> Records supplied:

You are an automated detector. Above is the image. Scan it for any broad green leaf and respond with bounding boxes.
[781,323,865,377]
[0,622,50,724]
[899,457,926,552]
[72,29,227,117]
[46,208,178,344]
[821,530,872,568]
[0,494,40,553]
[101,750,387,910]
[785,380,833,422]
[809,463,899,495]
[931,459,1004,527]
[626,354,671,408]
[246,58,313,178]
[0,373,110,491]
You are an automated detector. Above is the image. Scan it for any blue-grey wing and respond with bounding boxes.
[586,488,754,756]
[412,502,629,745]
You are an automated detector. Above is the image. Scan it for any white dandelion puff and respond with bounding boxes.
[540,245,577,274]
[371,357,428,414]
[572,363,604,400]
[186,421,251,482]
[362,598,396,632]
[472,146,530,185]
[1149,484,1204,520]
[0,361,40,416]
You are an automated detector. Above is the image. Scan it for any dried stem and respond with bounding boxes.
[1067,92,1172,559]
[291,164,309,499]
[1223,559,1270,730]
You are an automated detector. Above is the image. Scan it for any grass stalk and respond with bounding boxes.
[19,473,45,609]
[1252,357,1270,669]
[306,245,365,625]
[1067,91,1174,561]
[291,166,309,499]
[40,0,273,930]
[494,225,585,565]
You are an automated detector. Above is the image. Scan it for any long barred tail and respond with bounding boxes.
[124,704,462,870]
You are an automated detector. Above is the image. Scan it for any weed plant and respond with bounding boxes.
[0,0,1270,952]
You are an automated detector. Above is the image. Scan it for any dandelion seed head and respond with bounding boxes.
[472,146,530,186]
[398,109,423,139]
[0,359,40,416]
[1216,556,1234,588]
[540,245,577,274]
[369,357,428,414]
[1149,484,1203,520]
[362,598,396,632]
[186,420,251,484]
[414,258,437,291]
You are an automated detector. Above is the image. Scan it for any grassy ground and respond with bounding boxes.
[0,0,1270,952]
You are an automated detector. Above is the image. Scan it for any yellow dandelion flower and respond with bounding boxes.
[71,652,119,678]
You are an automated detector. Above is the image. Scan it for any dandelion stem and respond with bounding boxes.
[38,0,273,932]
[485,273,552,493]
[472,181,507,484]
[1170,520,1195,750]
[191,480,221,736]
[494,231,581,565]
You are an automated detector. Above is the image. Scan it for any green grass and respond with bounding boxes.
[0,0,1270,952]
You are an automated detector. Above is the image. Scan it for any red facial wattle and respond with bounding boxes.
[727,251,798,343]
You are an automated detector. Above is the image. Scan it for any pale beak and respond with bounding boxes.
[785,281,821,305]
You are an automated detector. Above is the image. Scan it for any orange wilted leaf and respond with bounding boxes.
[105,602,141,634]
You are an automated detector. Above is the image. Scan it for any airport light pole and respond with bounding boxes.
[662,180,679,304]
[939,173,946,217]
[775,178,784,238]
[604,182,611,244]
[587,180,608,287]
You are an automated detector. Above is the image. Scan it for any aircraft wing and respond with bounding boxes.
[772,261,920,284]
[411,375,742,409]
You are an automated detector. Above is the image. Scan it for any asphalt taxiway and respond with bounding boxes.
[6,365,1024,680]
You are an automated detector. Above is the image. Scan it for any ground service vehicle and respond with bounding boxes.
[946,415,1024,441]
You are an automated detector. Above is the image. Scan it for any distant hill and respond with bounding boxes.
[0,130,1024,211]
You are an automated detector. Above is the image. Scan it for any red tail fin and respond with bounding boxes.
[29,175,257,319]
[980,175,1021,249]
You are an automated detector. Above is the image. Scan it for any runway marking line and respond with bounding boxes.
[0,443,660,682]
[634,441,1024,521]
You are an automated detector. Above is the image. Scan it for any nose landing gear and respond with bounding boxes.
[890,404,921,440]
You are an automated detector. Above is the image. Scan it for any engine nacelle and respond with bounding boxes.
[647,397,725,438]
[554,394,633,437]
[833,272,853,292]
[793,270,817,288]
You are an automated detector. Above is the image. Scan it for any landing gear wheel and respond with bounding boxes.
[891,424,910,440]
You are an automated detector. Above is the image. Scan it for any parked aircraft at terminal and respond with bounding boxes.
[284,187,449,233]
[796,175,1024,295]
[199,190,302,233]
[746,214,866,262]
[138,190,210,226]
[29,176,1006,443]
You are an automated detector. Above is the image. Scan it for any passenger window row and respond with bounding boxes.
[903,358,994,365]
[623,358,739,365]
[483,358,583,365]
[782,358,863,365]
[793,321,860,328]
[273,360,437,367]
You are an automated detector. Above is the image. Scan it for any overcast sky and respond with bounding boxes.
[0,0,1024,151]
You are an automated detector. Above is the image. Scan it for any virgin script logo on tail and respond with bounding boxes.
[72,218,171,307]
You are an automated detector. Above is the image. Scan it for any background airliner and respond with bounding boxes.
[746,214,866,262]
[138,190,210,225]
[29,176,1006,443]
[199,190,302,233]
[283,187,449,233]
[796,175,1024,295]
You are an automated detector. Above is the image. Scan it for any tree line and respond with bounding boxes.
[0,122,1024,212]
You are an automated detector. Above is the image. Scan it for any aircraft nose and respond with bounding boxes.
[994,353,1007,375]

> Problem statement:
Can you copy out all of the entries above, word for word, with nothing changed or left out?

> Written reply:
You are an automated detector. Above is the image. Scan it for any broad green leaf and respond with bounding boxes.
[781,323,865,377]
[0,622,50,724]
[899,457,926,552]
[72,29,227,117]
[46,208,178,344]
[821,530,872,568]
[0,494,40,553]
[101,750,387,910]
[785,380,833,422]
[809,463,899,495]
[931,459,1004,527]
[626,354,671,408]
[246,58,313,178]
[0,373,110,491]
You are an automated detector. Above is the image. Scan it for any blue-grey wing and respond with bounding boxes.
[586,488,754,756]
[412,502,629,745]
You are an automated detector. Above is the image. Scan it for any white dandelion puff and respond with bounding boxes.
[540,245,577,274]
[371,357,428,414]
[572,363,604,400]
[186,421,251,482]
[362,598,396,632]
[472,146,530,185]
[1149,484,1204,520]
[0,361,40,416]
You are an automated detector. Above is the image. Scan it for any dried stem and respond with bounding boxes.
[1067,92,1172,559]
[291,164,309,499]
[1223,559,1270,730]
You are an automated detector. Above is the image. Scan it for any grass stalk and respond with bounding boxes.
[19,473,45,609]
[1252,357,1270,669]
[306,245,365,625]
[1067,91,1174,561]
[291,166,309,499]
[40,0,273,930]
[494,225,585,565]
You are an automated detector. Above is the image. Scan it for any long barred tail and respond with bounding boxes.
[124,704,462,870]
You are an automated detector. Above is the image. Scan it for any weed plant and respond with bounding boxes.
[0,0,1270,952]
You are an automated detector. Above is the image. Scan it for any dandelion seed head and respond with bounding boxes.
[472,146,530,186]
[398,109,423,139]
[0,359,40,416]
[1216,556,1234,588]
[540,245,577,274]
[369,357,428,414]
[1149,484,1203,520]
[362,598,396,632]
[186,420,251,484]
[414,258,437,291]
You are an automated detector. Above is the image. Scan it for any grassy ground and respond with bounding boxes.
[0,0,1270,952]
You are an automated detector. Above is the image. Scan it for any yellow dandelion flower and respond with bounding boxes.
[71,652,119,678]
You are an automated detector. Above is the image. Scan it for any dandelion stem and respond with bounding boxes.
[38,0,273,932]
[485,273,552,493]
[472,181,507,484]
[1170,520,1195,750]
[191,480,221,736]
[494,231,581,565]
You are an automated detector. Above is the image. Scan it for any green grass and respond with bounding boxes.
[0,0,1270,952]
You are an automated detector. Above is the image. Scan it for any red facial wattle and respond with bounding boxes.
[727,251,798,343]
You are an automated detector. Above is the image. Scan it for any pale beak and respond with bounding boxes.
[785,281,821,305]
You are an automated detector. Above is the image. Scan it for any orange wilted leaf and respond with bounding boxes.
[105,602,141,634]
You are an automated detector. Above is the image. Scan it for any airport light pole and respond with bounding boxes.
[662,180,679,304]
[939,173,946,217]
[775,178,784,238]
[604,182,611,244]
[587,180,608,287]
You are an automated detector. Above is the image. Scan it for any aircraft wing and respond with bounding boxes.
[772,261,920,284]
[411,375,742,409]
You are an automated detector. Above is the image. Scan it for any asphalt taxiway and respond with bounding boxes.
[6,365,1024,680]
You are an automated detector. Above is the image. Scan it for any ground service vehicle and respond with bounding boxes.
[946,415,1024,441]
You are an automated detector. Above is the image. Scan it for any distant hill and respond with bounding boxes.
[0,130,1024,211]
You are an automated detector. Above is the image. Scan it for any red tail fin and respond with bounding boxes.
[29,175,257,319]
[980,175,1021,249]
You are an automated detector. Above is the image. Scan it for any runway marking line and respond with bounding boxes.
[0,443,660,682]
[634,441,1024,521]
You are an automated detector. Above is the image. Scan it for any nose landing gear and respond with bounding boxes.
[890,404,921,440]
You are an automated detector. Above is the image. Scan it for any engine nacelle and respond with bounding boxes.
[647,397,725,438]
[554,394,633,437]
[833,272,853,292]
[793,270,817,288]
You are an automated detector. Above is the image. Scan it for any landing gear wheel and respond with bounding boxes.
[891,424,910,440]
You are an automated detector. Above is the image. Scan it for any parked aircraft at terminal and respond with bounding boxes.
[284,187,449,233]
[796,175,1024,295]
[199,190,302,233]
[746,214,866,262]
[138,190,210,226]
[29,176,1006,443]
You are an automated detector. Above is the image. Scan it for any passenger window row and respond with bounding boxes.
[903,358,994,365]
[623,358,739,365]
[483,358,583,365]
[782,358,863,365]
[793,321,860,328]
[273,360,437,367]
You are an automated detector. Above is the image. Scan it for any overcast sky and respond with bounding boxes.
[0,0,1024,151]
You are an automated detector. Above is the image. Scan it for any virgin script logo on tail and respond with bounding boxes.
[72,218,171,307]
You are an automated detector. Above is the image. Scan it for any background airliner and respond with bounding boxes.
[746,214,866,262]
[138,190,210,225]
[29,176,1006,443]
[199,190,302,233]
[283,187,449,233]
[796,175,1024,295]
You are an automated detector. Above is the image. Scan it for any tree line and respond with bounding boxes.
[0,122,1024,212]
You are an automated detector. Above is the image. Scan it for any aircraft nose and respond with bounding boxes.
[994,353,1007,375]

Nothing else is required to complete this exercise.